## MATERIALS PROVIDED
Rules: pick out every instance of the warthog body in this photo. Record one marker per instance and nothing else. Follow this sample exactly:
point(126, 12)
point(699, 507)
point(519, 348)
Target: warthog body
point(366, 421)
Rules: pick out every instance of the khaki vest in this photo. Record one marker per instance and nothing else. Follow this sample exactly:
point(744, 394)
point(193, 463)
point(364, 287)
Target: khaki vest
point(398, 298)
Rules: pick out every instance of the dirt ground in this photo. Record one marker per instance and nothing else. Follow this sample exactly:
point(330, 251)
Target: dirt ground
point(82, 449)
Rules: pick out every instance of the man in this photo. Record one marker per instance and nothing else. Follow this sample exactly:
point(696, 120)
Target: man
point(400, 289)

## WHAT THIS TASK INVOLVES
All of the entries above need to be retyped exactly.

## TASK SOLUTION
Rules: pick out every instance of the warthog body in this photo. Record one marker per instance and nothing else. Follow this sample exactly:
point(126, 12)
point(699, 507)
point(519, 348)
Target: warthog body
point(366, 421)
Rules: pick out every instance of the khaki vest in this photo. Record one marker per instance and nothing else. Follow this sample exactly:
point(744, 394)
point(193, 463)
point(364, 287)
Target: khaki vest
point(398, 298)
Rules: pick out every instance of the dirt ground in this photo. Record one marker per instance and nothing else. Follow this sample exactly:
point(330, 251)
Target: dirt ground
point(82, 449)
Rules: pick out every instance of the man in this photo. Record one marker per instance and nothing else. Follow this sample exactly:
point(696, 120)
Target: man
point(400, 289)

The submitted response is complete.